(Supplied material)
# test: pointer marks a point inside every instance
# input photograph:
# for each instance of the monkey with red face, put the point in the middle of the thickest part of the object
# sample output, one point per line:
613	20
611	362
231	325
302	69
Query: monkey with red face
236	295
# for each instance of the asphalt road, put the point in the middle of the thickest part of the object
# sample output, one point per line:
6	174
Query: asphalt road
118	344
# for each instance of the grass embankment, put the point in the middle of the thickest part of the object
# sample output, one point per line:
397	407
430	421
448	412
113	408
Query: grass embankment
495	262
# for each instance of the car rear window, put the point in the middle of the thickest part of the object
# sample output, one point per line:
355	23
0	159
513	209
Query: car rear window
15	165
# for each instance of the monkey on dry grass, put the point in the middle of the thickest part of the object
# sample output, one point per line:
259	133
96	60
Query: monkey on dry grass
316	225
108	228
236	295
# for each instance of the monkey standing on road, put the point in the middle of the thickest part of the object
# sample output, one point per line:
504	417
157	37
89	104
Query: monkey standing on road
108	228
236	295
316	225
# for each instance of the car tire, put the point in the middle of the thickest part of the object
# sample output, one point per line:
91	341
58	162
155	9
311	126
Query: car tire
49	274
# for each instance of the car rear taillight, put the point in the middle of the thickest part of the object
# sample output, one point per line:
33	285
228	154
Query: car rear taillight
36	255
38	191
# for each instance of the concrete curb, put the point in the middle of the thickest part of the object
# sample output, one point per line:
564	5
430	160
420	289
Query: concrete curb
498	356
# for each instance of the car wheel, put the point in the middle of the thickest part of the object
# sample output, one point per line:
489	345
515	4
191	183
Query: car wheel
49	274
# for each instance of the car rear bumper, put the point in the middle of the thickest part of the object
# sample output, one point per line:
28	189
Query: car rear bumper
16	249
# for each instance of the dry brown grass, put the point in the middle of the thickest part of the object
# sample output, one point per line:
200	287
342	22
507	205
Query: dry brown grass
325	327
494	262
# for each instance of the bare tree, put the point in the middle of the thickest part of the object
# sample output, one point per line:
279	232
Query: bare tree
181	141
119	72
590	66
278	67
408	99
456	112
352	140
(End Supplied material)
**Your assignment**
Take each record above and return it verbatim.

**Exercise output**
# test: pointer marks a point inside every instance
# input photograph:
# for each instance of the monkey with red face, put the point in the middle of the thickest part of the object
# sample output, one point per line:
613	20
611	362
231	325
302	69
Query: monkey with red face
236	295
# for each instance of the asphalt road, put the point in the middle of the thickest part of the object
# sample output, one point per line:
6	174
Query: asphalt road
118	344
# for each instance of the grass embankment, put the point in the middle of the thickest part of the object
# sample output, one point per line:
397	407
430	421
448	412
113	408
Query: grass embankment
495	262
# for each instance of the car rear window, put the point in the middle of the thickest part of the object
# sample output, one point per line:
355	23
0	159
513	209
Query: car rear window
15	165
# for each instance of the monkey on dry grass, put the point in the middle of the thickest part of the object
# sample output, one point per line:
259	133
96	60
Query: monkey on dry grass
316	225
108	228
236	295
# for each instance of the monkey standing on road, put the point in the middle of the thickest part of the object
# sample output, one point per line:
504	417
157	37
89	104
Query: monkey standing on road
108	228
236	295
316	225
# for each instance of the car tire, put the point in the middle of the thickest part of the object
# sample output, one point per line:
91	341
58	162
155	9
311	126
Query: car tire
49	274
# for each instance of the car rear taillight, put the point in the middle of the thickest part of the object
# sample output, one point per line:
33	285
228	154
Query: car rear taillight
36	255
38	191
# for each instance of the concrete curb, put the point in the middle of the thickest part of the object
# sample output, one point per line:
564	5
430	160
420	289
Query: concrete curb
498	356
# for each instance of the car wheel, put the point in the middle of the thickest part of the object
# sample output, one point per line:
489	345
515	4
191	183
Query: car wheel
49	274
# for each instance of the car rear bumper, put the point in the middle of the thickest part of the object
# sample output, one point per line:
28	189
Query: car rear bumper
16	249
# for each instance of the dry brown grass, put the point in the middle of the thickest part of the object
# sample output, one point per line:
200	287
342	22
507	205
Query: dry brown grass
325	327
494	262
# for each instance of the bare tree, put the point in the middle of the thickest part of the object
# sample output, one point per line:
279	232
Query: bare tree
181	141
119	72
590	66
278	67
408	99
456	112
352	140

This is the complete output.